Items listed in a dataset
------------------------------------

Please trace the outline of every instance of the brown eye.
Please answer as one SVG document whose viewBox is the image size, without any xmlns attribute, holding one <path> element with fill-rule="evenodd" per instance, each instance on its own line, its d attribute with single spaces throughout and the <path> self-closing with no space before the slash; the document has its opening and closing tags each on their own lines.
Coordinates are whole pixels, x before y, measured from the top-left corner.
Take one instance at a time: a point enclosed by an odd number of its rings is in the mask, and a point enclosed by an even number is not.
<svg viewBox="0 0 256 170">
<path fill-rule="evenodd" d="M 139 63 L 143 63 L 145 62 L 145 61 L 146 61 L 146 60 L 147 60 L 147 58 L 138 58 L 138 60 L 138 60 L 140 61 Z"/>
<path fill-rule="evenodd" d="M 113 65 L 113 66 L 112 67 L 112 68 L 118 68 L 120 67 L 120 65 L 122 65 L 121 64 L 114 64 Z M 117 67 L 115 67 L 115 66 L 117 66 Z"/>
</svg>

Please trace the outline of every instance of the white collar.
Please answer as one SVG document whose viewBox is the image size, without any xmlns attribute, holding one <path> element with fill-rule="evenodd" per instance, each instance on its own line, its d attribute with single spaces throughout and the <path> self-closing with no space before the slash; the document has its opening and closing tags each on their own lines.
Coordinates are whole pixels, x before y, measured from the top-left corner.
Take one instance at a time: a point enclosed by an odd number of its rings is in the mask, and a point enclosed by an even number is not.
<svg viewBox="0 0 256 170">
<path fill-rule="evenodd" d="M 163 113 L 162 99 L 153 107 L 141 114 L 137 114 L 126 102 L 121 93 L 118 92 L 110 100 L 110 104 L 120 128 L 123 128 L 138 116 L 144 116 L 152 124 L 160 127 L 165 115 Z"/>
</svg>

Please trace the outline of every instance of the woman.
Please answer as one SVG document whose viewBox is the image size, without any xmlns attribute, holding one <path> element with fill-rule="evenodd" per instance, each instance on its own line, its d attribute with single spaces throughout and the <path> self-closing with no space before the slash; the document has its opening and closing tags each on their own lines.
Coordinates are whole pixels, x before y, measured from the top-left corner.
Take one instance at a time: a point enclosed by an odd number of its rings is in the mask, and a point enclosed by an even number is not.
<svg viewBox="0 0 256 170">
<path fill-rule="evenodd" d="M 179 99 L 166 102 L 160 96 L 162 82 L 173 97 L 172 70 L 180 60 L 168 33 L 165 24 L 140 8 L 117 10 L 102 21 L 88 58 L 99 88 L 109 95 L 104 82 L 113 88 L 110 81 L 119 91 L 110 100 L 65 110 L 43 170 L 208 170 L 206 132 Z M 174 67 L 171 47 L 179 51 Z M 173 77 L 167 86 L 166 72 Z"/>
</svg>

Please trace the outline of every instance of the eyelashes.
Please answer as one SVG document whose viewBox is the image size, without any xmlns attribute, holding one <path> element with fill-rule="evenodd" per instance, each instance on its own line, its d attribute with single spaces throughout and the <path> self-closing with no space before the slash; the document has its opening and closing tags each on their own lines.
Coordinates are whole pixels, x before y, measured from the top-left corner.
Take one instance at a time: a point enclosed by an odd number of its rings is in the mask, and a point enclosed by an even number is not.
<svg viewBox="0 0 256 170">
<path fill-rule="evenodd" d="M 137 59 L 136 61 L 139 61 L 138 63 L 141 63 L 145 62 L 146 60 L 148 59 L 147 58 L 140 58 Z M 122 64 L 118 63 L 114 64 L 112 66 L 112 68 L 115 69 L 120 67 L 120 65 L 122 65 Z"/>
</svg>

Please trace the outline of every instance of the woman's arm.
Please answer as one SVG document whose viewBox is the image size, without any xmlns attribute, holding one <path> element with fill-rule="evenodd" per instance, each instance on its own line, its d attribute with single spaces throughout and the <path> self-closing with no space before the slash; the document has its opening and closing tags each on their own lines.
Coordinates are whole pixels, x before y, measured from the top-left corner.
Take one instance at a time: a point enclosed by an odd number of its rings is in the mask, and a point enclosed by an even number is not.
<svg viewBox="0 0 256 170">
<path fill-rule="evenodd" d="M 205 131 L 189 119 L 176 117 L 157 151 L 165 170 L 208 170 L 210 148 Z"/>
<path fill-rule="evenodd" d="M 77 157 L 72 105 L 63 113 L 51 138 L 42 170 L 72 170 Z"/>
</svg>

------------------------------------

→ **The request**
Which lines of the records contain the word "outline"? Pick out each of them and copy it in full.

→ **The answer**
Please trace the outline of every instance of the brown eye.
Please trace the outline of every instance of the white collar.
Please trace the outline of every instance of the woman.
Please trace the outline of every instance of the eyelashes.
Please trace the outline of every instance of the woman's arm.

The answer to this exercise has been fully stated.